— WORK REQUIRED —
Each line from the one that includes "Detect child's short" to the last line of the data below should be set down exactly; no other lines are wanted.

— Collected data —

-=-=-=-=-

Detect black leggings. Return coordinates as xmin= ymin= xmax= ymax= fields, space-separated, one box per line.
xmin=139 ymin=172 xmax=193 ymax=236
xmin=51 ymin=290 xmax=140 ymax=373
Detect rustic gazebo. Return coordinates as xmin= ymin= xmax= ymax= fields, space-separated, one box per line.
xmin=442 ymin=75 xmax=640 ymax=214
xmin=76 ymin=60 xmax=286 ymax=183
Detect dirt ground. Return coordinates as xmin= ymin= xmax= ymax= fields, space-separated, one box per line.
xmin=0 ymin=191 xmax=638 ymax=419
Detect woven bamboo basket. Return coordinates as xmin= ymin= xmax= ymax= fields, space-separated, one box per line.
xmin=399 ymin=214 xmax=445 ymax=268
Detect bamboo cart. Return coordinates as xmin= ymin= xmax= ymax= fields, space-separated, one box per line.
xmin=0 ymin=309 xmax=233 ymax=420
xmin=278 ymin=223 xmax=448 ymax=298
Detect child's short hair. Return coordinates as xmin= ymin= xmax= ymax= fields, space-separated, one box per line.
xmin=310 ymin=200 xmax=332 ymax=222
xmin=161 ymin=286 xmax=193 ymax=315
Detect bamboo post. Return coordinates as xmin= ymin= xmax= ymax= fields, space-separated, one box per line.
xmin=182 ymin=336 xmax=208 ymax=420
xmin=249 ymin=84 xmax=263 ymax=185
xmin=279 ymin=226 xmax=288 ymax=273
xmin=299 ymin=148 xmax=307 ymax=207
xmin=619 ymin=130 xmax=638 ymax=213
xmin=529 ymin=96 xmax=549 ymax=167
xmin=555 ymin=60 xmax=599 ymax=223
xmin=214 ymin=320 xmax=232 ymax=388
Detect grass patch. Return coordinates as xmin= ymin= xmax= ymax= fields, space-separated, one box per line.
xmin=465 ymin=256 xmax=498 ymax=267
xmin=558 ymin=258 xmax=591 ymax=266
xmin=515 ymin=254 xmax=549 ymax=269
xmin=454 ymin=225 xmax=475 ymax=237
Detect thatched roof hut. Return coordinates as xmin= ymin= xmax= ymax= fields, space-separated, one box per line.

-=-=-=-=-

— YOUR SOLUTION —
Detect child's short hair. Return coordinates as xmin= ymin= xmax= ymax= fields, space-separated, one box per line.
xmin=310 ymin=200 xmax=332 ymax=222
xmin=161 ymin=286 xmax=193 ymax=315
Detect bamboo post. Return coordinates as xmin= ymin= xmax= ymax= fields, space-separated, one box per line.
xmin=182 ymin=336 xmax=208 ymax=420
xmin=249 ymin=84 xmax=263 ymax=185
xmin=279 ymin=226 xmax=288 ymax=273
xmin=299 ymin=148 xmax=307 ymax=207
xmin=619 ymin=130 xmax=638 ymax=213
xmin=529 ymin=96 xmax=549 ymax=167
xmin=555 ymin=60 xmax=599 ymax=223
xmin=214 ymin=320 xmax=232 ymax=388
Detect grass patch. Return coordinates as xmin= ymin= xmax= ymax= fields, space-separated, one box per line.
xmin=465 ymin=256 xmax=498 ymax=267
xmin=558 ymin=258 xmax=591 ymax=266
xmin=515 ymin=254 xmax=549 ymax=269
xmin=454 ymin=225 xmax=475 ymax=237
Detect thatched roof hut. Return coordinates as xmin= ymin= xmax= ymax= fields, space-separated, one box per line.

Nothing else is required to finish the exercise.